++++ Material provided
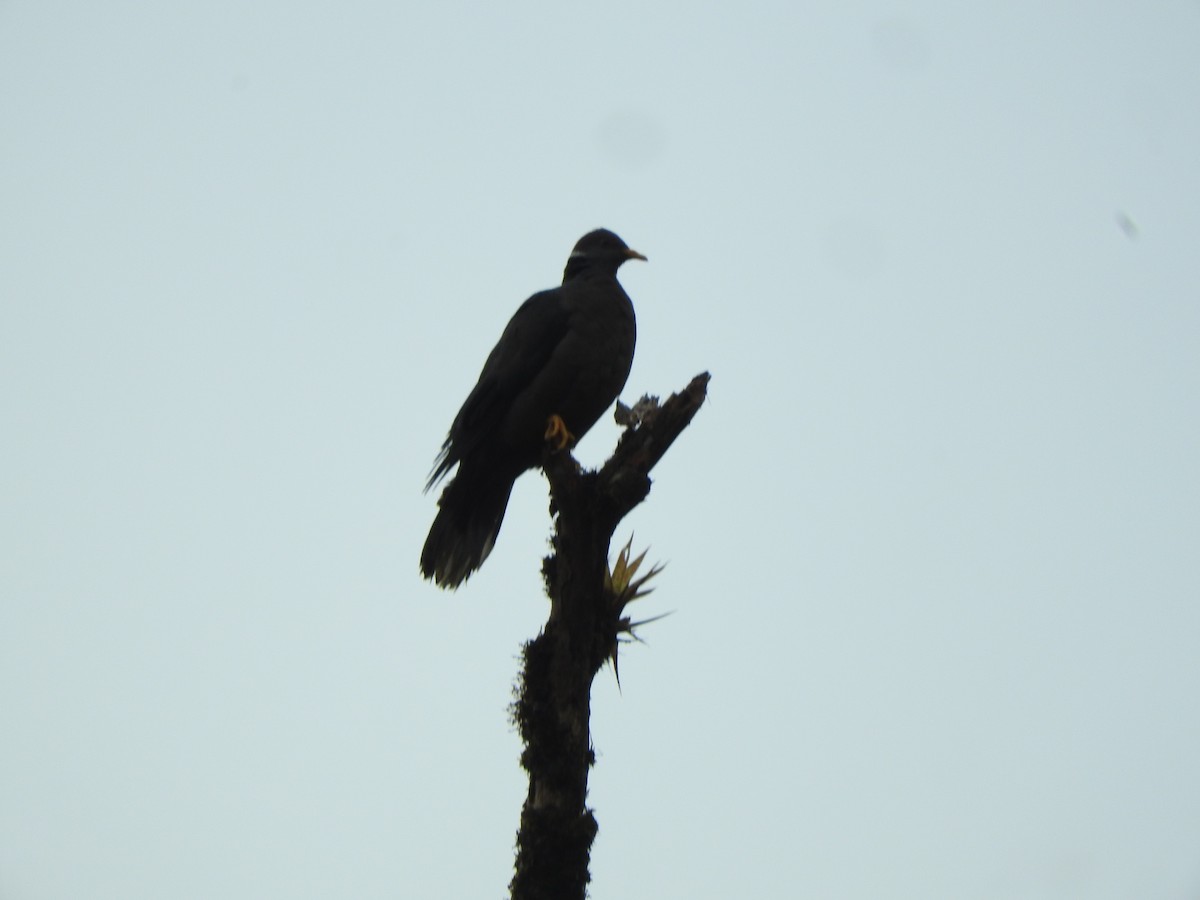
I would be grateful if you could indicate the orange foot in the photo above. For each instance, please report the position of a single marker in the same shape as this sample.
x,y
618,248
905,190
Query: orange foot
x,y
557,433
++++++++
= Problem requirements =
Rewrite the material above with every "marker" changed to "dot" and nothing else altered. Leave out the pictures.

= Written response =
I would be grateful if you could indicate the orange foot in the photo above. For each instance, please report the position of a single dot in the same shape as this sample.
x,y
618,248
905,190
Query: orange foot
x,y
557,433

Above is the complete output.